CHALLENGE: Your task is to return the line containing "Task: point out every instance of the duck with" plus every line after it, exactly and with nothing added.

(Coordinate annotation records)
__________
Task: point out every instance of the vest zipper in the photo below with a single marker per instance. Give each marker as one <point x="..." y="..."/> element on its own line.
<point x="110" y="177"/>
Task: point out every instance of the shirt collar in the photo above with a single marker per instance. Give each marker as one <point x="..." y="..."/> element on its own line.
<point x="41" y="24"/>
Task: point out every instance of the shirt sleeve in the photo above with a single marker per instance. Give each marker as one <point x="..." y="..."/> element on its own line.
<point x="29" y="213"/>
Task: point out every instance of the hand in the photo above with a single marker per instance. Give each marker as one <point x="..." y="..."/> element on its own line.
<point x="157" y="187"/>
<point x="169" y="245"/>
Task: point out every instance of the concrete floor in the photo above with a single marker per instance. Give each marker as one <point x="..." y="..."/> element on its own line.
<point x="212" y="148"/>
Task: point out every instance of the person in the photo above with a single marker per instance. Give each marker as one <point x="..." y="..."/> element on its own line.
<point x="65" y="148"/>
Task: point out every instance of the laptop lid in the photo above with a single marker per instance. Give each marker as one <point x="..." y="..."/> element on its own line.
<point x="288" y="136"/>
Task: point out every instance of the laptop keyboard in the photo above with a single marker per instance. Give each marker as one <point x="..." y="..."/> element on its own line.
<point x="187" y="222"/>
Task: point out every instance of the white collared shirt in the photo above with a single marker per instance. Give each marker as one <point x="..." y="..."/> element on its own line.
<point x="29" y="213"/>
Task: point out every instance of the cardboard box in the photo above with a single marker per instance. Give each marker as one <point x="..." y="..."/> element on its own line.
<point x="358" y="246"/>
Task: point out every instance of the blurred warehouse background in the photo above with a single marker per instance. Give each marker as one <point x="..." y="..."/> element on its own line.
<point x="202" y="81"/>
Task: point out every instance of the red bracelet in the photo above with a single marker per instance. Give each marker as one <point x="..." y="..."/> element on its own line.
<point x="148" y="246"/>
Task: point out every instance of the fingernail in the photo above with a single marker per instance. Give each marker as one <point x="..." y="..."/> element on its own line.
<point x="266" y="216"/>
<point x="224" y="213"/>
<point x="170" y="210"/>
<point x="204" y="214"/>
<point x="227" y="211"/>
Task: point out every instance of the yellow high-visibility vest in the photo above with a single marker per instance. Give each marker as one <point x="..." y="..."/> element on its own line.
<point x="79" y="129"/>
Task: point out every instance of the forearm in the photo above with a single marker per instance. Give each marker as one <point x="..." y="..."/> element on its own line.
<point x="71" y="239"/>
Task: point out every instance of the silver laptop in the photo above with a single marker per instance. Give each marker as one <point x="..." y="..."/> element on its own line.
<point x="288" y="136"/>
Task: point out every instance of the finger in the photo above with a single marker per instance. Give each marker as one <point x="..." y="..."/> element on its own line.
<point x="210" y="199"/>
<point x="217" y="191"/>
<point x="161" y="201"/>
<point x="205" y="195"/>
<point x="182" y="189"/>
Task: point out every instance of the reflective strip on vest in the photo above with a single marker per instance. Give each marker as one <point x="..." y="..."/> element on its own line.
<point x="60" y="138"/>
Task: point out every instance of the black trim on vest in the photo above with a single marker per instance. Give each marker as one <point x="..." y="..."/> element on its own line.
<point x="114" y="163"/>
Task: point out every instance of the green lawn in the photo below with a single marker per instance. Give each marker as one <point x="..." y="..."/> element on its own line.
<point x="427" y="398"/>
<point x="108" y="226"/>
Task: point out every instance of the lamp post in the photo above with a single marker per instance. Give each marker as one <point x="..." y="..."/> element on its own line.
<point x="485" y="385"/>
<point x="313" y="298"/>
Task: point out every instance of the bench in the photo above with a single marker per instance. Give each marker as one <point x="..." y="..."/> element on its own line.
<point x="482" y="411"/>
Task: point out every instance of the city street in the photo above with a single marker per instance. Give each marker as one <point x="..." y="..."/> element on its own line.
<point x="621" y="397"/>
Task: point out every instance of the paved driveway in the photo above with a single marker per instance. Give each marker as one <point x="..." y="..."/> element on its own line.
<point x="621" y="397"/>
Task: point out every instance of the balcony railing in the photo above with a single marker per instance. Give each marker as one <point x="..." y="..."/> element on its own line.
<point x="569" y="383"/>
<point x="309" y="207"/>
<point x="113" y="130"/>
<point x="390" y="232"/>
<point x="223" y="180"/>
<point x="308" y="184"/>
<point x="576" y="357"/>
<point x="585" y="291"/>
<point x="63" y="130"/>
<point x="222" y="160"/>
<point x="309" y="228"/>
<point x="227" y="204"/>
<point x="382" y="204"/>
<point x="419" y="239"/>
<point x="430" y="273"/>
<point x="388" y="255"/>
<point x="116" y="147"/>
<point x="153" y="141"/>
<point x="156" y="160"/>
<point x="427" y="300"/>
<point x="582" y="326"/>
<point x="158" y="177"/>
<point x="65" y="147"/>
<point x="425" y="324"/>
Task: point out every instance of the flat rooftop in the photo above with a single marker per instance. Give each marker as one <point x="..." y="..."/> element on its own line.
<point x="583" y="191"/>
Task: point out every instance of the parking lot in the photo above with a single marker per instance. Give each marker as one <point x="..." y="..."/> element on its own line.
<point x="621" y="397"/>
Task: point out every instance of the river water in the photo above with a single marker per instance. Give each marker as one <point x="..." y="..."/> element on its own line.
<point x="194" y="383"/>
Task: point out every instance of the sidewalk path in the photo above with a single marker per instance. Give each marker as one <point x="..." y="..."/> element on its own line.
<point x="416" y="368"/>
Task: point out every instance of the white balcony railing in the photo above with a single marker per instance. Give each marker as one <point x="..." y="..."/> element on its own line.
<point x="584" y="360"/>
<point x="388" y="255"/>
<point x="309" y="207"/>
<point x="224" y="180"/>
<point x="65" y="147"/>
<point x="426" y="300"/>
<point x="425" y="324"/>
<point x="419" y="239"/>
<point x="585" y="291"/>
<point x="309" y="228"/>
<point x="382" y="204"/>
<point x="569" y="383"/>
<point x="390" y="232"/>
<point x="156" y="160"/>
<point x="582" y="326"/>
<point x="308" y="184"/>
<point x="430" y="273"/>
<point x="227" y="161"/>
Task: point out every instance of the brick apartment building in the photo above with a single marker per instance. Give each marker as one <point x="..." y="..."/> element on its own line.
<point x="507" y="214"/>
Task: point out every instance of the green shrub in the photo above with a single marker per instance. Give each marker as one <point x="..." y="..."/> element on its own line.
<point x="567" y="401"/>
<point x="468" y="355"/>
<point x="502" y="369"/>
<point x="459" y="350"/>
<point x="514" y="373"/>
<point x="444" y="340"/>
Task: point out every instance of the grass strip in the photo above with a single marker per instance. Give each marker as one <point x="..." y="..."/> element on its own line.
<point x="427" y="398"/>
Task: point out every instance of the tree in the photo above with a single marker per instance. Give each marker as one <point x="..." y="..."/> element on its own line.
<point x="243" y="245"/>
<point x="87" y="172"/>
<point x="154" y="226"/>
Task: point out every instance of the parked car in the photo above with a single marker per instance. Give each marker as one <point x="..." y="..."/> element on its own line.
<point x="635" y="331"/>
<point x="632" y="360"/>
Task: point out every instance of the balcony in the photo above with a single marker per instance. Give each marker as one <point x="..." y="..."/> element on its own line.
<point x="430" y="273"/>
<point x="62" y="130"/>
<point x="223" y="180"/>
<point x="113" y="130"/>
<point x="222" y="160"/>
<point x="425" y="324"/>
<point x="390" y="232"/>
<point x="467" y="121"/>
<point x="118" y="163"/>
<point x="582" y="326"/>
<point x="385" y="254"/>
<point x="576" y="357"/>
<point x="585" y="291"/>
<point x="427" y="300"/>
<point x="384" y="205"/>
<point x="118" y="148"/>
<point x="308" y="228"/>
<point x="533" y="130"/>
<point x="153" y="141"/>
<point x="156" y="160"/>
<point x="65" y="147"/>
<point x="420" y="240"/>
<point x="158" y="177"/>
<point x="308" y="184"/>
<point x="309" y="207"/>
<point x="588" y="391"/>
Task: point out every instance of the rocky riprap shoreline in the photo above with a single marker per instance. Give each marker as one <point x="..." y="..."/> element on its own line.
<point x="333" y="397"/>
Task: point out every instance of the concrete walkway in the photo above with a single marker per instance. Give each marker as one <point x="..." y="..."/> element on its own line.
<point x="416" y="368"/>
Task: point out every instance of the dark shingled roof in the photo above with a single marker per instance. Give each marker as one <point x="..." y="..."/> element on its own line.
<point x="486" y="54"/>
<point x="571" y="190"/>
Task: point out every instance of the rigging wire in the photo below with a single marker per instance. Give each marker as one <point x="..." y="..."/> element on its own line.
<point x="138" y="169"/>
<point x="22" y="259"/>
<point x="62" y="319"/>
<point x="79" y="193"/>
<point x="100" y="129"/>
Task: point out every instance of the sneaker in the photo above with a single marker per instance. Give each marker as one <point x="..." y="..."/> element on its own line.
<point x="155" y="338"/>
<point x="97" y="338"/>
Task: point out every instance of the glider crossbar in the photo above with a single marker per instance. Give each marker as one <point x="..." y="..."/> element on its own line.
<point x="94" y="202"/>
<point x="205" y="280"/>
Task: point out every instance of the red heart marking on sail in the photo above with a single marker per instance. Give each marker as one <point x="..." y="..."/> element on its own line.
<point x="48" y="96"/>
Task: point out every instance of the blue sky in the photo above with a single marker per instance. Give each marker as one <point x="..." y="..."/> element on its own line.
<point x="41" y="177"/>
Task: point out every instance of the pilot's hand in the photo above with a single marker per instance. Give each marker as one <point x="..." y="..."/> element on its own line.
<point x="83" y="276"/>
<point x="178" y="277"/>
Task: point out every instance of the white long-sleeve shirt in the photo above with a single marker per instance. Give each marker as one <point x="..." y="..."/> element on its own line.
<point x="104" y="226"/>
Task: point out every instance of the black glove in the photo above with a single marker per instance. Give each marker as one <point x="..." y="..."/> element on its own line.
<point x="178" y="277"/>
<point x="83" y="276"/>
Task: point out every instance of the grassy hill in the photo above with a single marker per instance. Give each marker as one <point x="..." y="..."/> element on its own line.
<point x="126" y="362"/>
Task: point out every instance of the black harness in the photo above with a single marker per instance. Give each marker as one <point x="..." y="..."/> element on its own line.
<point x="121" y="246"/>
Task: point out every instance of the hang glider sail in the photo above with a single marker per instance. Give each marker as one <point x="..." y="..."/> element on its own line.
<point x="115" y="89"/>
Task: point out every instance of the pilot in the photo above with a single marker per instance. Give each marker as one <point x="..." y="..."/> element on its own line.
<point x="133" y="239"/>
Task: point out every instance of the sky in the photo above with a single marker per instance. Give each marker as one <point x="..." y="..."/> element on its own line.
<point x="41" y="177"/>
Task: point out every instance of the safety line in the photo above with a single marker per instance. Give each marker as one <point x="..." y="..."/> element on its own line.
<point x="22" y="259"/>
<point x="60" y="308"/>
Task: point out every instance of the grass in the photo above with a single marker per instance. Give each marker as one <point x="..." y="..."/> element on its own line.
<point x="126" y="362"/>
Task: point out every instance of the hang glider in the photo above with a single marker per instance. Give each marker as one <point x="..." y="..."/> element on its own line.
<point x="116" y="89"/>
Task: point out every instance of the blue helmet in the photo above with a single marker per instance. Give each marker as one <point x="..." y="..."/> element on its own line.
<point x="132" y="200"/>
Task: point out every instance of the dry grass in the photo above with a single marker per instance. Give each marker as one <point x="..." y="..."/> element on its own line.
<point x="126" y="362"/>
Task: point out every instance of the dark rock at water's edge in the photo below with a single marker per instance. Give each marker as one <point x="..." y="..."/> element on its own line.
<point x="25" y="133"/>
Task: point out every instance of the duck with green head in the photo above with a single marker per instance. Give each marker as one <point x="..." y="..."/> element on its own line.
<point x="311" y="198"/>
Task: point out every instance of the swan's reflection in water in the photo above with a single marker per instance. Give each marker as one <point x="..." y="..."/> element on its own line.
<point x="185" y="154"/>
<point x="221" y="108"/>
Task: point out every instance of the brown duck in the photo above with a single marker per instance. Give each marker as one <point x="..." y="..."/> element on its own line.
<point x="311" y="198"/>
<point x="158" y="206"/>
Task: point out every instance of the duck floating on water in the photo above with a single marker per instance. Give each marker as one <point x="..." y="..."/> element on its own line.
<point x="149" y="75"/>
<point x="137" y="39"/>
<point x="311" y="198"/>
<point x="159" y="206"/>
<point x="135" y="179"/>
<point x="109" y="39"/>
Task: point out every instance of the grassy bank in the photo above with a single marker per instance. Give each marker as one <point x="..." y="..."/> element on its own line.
__________
OUTPUT FOR THIS TASK:
Task: point out every instance of the duck with green head in the photo above with a single marker per instance. Give each marker as one <point x="..." y="..."/> element on its own line.
<point x="311" y="198"/>
Task: point out every instance of the swan's reflection in water in the photo above with a single marker per instance. Give each marker as one <point x="..." y="..."/> element on its own line.
<point x="185" y="154"/>
<point x="221" y="108"/>
Task: point out every instance of the brown duck in the photo above with a single marker per instance. Give each marker as one <point x="..." y="..."/> element on its own line.
<point x="311" y="198"/>
<point x="158" y="206"/>
Task: point out every instance of the duck floating on water in the photo above with a single marker per instance. Give each marker as one <point x="..." y="..."/> element on its own line.
<point x="149" y="75"/>
<point x="137" y="39"/>
<point x="311" y="198"/>
<point x="159" y="206"/>
<point x="135" y="179"/>
<point x="109" y="39"/>
Task: point out every instance of the grassy bank in the photo above with a single marker per instance. Give each marker as one <point x="..." y="..."/> element on its own line.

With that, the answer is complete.